WORK TO BE COMPLETED: Copy out all of the entries below, swapping "negative clicks" for "negative points" every time it appears and leaving everything else unchanged.

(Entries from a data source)
--------------------------------------------------
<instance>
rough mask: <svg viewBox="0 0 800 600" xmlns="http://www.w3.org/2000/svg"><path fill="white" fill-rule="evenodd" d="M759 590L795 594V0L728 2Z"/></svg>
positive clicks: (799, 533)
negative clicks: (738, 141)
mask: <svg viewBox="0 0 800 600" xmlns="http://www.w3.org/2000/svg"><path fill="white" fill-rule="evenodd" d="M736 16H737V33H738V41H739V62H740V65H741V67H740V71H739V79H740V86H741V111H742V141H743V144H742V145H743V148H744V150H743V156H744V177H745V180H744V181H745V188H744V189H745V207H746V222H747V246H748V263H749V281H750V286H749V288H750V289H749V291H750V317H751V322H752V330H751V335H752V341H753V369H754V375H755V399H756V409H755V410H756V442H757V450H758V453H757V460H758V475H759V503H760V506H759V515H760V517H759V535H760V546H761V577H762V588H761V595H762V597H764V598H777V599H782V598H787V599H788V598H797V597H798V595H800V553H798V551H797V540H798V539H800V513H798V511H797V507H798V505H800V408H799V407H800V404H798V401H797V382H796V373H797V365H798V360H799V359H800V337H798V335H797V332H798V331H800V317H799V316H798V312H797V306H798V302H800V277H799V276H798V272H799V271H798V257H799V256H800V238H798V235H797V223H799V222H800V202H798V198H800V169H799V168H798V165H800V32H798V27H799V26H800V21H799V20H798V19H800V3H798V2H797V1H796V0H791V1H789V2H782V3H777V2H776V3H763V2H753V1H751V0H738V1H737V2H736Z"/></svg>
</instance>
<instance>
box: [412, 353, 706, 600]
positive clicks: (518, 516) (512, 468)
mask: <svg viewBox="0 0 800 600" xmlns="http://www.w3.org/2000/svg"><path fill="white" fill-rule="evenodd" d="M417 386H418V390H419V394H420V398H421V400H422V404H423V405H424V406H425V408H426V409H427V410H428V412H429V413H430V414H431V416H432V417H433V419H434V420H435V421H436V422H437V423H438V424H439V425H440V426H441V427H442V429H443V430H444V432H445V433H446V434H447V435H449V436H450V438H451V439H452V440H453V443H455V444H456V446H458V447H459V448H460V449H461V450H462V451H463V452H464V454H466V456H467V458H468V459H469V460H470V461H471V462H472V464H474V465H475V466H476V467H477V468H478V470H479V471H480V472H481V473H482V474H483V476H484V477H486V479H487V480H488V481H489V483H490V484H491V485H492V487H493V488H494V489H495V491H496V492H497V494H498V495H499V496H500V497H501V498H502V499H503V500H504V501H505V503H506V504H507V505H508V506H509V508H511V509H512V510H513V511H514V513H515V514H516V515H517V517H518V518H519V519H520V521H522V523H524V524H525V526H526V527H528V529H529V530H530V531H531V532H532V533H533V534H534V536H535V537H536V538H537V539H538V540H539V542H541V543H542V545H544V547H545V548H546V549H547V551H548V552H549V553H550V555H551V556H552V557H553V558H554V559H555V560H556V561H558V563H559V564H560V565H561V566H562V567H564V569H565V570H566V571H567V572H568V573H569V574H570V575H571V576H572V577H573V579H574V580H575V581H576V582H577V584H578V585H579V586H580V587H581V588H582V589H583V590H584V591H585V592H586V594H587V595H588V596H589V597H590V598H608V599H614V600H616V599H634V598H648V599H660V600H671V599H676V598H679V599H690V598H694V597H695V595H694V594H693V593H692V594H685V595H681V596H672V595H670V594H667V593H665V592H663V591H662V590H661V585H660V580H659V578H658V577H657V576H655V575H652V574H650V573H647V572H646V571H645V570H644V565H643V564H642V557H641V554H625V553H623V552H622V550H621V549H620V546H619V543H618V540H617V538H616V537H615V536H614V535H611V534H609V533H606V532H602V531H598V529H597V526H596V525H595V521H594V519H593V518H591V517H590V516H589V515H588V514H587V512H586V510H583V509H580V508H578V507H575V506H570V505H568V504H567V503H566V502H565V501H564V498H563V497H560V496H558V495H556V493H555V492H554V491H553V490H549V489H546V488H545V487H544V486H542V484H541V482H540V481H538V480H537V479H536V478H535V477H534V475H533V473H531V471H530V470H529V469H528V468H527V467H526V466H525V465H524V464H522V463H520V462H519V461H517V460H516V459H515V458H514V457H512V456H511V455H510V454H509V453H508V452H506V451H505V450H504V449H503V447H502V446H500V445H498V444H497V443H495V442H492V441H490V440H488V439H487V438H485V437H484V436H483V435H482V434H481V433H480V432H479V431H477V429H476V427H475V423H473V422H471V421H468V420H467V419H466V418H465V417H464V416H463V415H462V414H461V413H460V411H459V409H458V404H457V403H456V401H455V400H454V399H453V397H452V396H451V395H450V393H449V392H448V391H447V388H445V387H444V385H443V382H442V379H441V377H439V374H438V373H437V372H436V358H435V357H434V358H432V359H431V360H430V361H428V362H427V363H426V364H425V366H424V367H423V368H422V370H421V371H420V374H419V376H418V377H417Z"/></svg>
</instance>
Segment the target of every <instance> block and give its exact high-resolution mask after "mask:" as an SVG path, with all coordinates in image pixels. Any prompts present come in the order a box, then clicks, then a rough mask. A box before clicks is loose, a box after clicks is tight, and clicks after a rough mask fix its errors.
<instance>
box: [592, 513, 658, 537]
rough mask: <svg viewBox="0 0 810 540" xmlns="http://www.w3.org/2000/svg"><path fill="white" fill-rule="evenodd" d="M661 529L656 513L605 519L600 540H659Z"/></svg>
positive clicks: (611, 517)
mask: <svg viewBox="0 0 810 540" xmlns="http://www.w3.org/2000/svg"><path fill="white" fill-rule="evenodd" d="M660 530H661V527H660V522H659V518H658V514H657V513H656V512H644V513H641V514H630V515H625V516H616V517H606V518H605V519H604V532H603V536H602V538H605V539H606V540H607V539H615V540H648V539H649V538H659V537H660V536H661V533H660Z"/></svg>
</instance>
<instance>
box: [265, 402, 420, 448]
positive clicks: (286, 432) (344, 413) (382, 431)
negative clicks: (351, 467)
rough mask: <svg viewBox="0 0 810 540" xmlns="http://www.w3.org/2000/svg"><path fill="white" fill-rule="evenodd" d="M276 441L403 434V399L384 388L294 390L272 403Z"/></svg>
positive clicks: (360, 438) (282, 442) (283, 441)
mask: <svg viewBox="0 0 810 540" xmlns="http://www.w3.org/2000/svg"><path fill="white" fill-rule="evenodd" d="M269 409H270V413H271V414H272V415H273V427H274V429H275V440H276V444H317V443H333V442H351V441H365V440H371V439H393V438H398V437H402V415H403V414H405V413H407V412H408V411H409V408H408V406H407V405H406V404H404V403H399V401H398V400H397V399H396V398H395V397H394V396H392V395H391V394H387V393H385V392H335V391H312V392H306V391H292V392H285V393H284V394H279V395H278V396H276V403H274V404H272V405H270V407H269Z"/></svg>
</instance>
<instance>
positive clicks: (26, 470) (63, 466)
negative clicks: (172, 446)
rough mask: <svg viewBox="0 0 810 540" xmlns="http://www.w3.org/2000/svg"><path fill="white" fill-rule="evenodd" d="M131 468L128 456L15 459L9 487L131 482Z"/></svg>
--------------------------------------------------
COMPLETED TASK:
<instance>
rough mask: <svg viewBox="0 0 800 600" xmlns="http://www.w3.org/2000/svg"><path fill="white" fill-rule="evenodd" d="M759 590L795 594V0L728 2Z"/></svg>
positive clicks: (799, 533)
negative points: (738, 141)
mask: <svg viewBox="0 0 800 600" xmlns="http://www.w3.org/2000/svg"><path fill="white" fill-rule="evenodd" d="M736 16H737V33H738V41H739V62H740V65H741V67H740V71H739V79H740V86H741V111H742V141H743V144H742V145H743V148H744V150H743V156H744V177H745V180H744V181H745V188H744V189H745V207H746V222H747V246H748V263H749V281H750V286H749V288H750V289H749V291H750V317H751V322H752V330H751V335H752V341H753V369H754V375H755V399H756V409H755V410H756V442H757V450H758V453H757V460H758V475H759V503H760V506H759V515H760V517H759V535H760V546H761V577H762V588H761V595H762V597H764V598H777V599H782V598H787V599H788V598H797V597H798V595H800V553H798V551H797V540H798V539H800V513H798V511H797V507H798V505H800V408H799V407H800V404H798V401H797V382H796V373H797V365H798V360H799V359H800V337H798V335H797V332H798V331H800V317H799V316H798V312H797V306H798V302H800V277H799V276H798V272H799V271H798V257H799V256H800V238H798V235H797V223H799V222H800V202H798V198H800V169H799V168H798V165H800V32H798V27H799V26H800V21H799V20H798V19H800V3H798V2H797V1H796V0H791V1H789V2H782V3H777V2H776V3H763V2H753V1H751V0H738V1H737V2H736Z"/></svg>
</instance>
<instance>
box: [412, 353, 706, 600]
positive clicks: (518, 516) (512, 468)
mask: <svg viewBox="0 0 800 600" xmlns="http://www.w3.org/2000/svg"><path fill="white" fill-rule="evenodd" d="M417 386H418V390H419V394H420V398H421V400H422V404H423V405H424V406H425V408H426V409H427V410H428V412H429V413H430V414H431V416H432V417H433V419H434V420H435V421H436V422H437V423H438V424H439V425H440V426H441V427H442V429H443V430H444V432H445V433H446V434H447V435H449V436H450V438H451V439H452V440H453V443H455V444H456V446H458V447H459V448H460V449H461V450H462V451H463V452H464V454H466V456H467V458H468V459H469V460H470V461H471V462H472V464H474V465H475V466H476V467H477V468H478V470H479V471H480V472H481V473H482V474H483V476H484V477H486V479H487V480H488V481H489V483H490V484H491V485H492V487H493V488H494V489H495V491H496V492H497V494H498V495H499V496H500V497H501V498H502V499H503V500H504V501H505V503H506V504H507V505H508V506H509V508H511V509H512V510H513V511H514V513H515V514H516V515H517V517H518V518H519V519H520V521H522V523H524V524H525V526H526V527H528V529H529V530H530V531H531V532H532V533H533V534H534V536H535V537H536V538H537V539H538V540H539V542H541V543H542V545H544V547H545V548H546V549H547V551H548V552H549V553H550V555H551V556H552V557H553V558H554V559H555V560H556V561H558V563H559V564H560V565H561V566H562V567H564V569H565V570H566V571H567V572H568V573H569V574H570V575H571V576H572V577H573V579H574V580H575V581H576V582H577V584H578V585H579V586H580V587H581V588H582V589H583V590H584V591H585V592H586V594H587V595H588V596H589V597H590V598H608V599H614V600H616V599H634V598H648V599H660V600H671V599H676V598H679V599H690V598H694V597H695V595H694V594H693V593H692V594H685V595H681V596H672V595H670V594H667V593H665V592H663V591H662V590H661V585H660V580H659V578H658V577H657V576H655V575H652V574H650V573H647V572H646V571H645V570H644V565H643V564H642V557H641V554H625V553H623V552H622V550H621V549H620V546H619V543H618V540H617V538H616V537H615V536H614V535H611V534H609V533H606V532H602V531H598V529H597V526H596V525H595V521H594V519H593V518H591V517H590V516H589V515H588V514H587V512H586V510H583V509H580V508H578V507H575V506H570V505H568V504H567V503H566V502H565V501H564V498H563V497H560V496H558V495H556V493H555V492H554V491H553V490H549V489H546V488H545V487H544V486H542V484H541V482H540V481H538V480H537V479H536V478H535V477H534V475H533V473H531V471H530V470H529V469H528V468H527V467H526V466H525V465H524V464H522V463H520V462H519V461H517V460H516V459H515V458H514V457H512V456H511V455H510V454H509V453H508V452H506V451H505V450H504V449H503V447H502V446H500V445H498V444H497V443H495V442H492V441H490V440H488V439H487V438H485V437H484V436H483V435H482V434H481V433H480V432H479V431H477V429H476V427H475V423H473V422H471V421H468V420H467V419H466V418H465V417H464V416H463V415H462V414H461V413H460V411H459V409H458V404H457V403H456V401H455V400H454V399H453V397H452V396H451V395H450V393H449V392H448V391H447V388H445V387H444V385H443V382H442V379H441V377H439V374H438V373H437V372H436V358H435V357H434V358H432V359H431V360H430V361H428V362H427V363H426V364H425V366H424V367H423V368H422V370H421V371H420V374H419V376H418V377H417Z"/></svg>
</instance>
Segment the target of every <instance> block and give its exact high-resolution mask after "mask:" as an SVG path, with all coordinates in image pixels. Any prompts present come in the order a box, then clicks, then a rough mask. A box before clicks is loose, a box after clicks is tight, and clicks after a rough mask fix its errors.
<instance>
box: [592, 513, 658, 537]
rough mask: <svg viewBox="0 0 810 540" xmlns="http://www.w3.org/2000/svg"><path fill="white" fill-rule="evenodd" d="M661 529L656 513L605 519L600 540H659Z"/></svg>
positive clicks: (611, 517)
mask: <svg viewBox="0 0 810 540" xmlns="http://www.w3.org/2000/svg"><path fill="white" fill-rule="evenodd" d="M660 530H661V527H660V522H659V518H658V514H657V513H656V512H644V513H641V514H630V515H625V516H616V517H606V518H605V519H604V532H603V536H602V538H605V539H606V540H607V539H615V540H648V539H649V538H659V537H660V536H661V533H660Z"/></svg>
</instance>
<instance>
box: [265, 402, 420, 448]
positive clicks: (286, 432) (344, 413) (382, 431)
negative points: (351, 467)
rough mask: <svg viewBox="0 0 810 540" xmlns="http://www.w3.org/2000/svg"><path fill="white" fill-rule="evenodd" d="M276 441L403 434V399L384 388L294 390L272 403Z"/></svg>
positive clicks: (360, 438) (282, 442) (283, 441)
mask: <svg viewBox="0 0 810 540" xmlns="http://www.w3.org/2000/svg"><path fill="white" fill-rule="evenodd" d="M269 409H270V413H271V414H272V415H273V427H274V429H275V440H276V444H317V443H333V442H351V441H365V440H371V439H393V438H398V437H402V415H403V414H405V413H407V412H408V411H409V408H408V406H407V405H406V404H404V403H399V401H398V400H397V399H396V398H395V397H394V396H392V395H391V394H387V393H385V392H335V391H312V392H306V391H292V392H285V393H284V394H279V395H278V396H276V403H274V404H272V405H270V407H269Z"/></svg>
</instance>
<instance>
positive clicks: (26, 470) (63, 466)
negative points: (172, 446)
rough mask: <svg viewBox="0 0 810 540" xmlns="http://www.w3.org/2000/svg"><path fill="white" fill-rule="evenodd" d="M131 468L128 456L15 459L9 487L131 482Z"/></svg>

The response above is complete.